_Exercise prompt_.
Answer these questions from the bug report:
(a) Which version is given in the description of the problem?
(b) Which nightly build was the fix tested with?
(c) Which bug was marked as a duplicate of this one?

_Reading text_.
Description of problem: The alerting rule for AlertmanagerReceiversNotConfigured has a bug. The alerting expression is `cluster:alertmanager_routing_enabled:max == 0` `cluster:alertmanager_routing_enabled:max` is rule `clamp_max(sum(alertmanager_notifications_total), 1)` `alertmanager_notifications_total` is simply the number of notifications an alertmanager instance has sent since it started. However, in a newly started alertmanager instance, this is 0. Thus, until alertmanager has sent the first alert, AlertmanagerReceiversNotConfigured will fire. Hilariously enough, AlertmanagerReceiversNotConfigured firing and triggering an alert increases alertmanager_notifications_total and resolves the alert. The end result is that every time a customer upgrades or rolls out a new MachineConfig to workers (i.e. anything that causes all the alertmanager instances to restart), they will get this alert. Version-Release number of selected component (if applicable): 4.6.6 How reproducible: Always Steps to Reproduce: 1. Configure alertmanager receivers 2. oc scale statefulset alertmanager-main --replicas=0 3. CVO will override and scale alertmanager back up 4. After 10m, AlertmanagerReceiversNotConfigured will fire Actual results: AlertmanagerReceiversNotConfigured fires when receivers are configured Expected results: AlertmanagerReceiversNotConfigured should not fire when receivers are configured Additional info:
tested with 4.7.0-0.nightly-2020-12-09-112139, followed the steps in comment 0, AlertmanagerReceiversNotConfigured alert was not fired again - expr: clamp_max(sum(alertmanager_integrations),1) record: cluster:alertmanager_routing_enabled:max
Since the problem described in this bug report should be resolved in a recent advisory, it has been closed with a resolution of ERRATA. For information on the advisory (Moderate: OpenShift Container Platform 4.7.0 security, bug fix, and enhancement update), and where to find the updated files, follow the link below. If the solution does not work for you, open a new bug report. https://access.redhat.com/errata/RHSA-2020:5633
*** Bug 1965406 has been marked as a duplicate of this bug. ***

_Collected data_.

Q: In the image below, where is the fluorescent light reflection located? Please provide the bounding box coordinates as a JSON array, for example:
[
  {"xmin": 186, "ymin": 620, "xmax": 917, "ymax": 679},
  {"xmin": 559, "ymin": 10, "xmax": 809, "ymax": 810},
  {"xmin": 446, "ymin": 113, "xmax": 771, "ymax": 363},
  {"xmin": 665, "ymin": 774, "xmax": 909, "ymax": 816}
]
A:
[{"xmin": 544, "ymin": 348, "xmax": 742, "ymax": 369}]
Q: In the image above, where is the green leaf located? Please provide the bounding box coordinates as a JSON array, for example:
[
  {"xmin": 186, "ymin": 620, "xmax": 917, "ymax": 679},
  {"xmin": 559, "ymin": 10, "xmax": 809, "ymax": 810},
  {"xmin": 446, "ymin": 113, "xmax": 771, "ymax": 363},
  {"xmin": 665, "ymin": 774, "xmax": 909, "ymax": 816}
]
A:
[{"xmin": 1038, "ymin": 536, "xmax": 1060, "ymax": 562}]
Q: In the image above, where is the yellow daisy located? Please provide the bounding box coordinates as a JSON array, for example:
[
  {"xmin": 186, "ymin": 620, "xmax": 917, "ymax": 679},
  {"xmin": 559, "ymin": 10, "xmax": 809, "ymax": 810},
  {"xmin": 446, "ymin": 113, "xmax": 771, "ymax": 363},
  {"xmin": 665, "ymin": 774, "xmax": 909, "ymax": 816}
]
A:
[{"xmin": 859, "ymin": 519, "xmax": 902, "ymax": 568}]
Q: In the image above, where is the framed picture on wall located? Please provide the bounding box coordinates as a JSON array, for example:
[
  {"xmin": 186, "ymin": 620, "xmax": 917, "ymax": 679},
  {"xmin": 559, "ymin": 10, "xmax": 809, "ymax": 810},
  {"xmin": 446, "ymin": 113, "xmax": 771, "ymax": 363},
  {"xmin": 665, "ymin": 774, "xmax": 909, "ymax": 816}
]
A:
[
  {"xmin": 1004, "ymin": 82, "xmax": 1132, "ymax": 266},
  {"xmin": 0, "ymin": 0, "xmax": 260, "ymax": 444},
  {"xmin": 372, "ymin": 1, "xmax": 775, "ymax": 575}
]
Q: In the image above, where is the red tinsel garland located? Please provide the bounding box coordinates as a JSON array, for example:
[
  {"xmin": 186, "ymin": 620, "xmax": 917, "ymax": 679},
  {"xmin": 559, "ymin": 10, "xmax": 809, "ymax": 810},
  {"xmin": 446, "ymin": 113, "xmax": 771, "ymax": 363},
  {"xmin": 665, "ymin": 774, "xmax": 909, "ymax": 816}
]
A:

_Result for this task_.
(a) 4.6.6
(b) 4.7.0-0.nightly-2020-12-09-112139
(c) Bug 1965406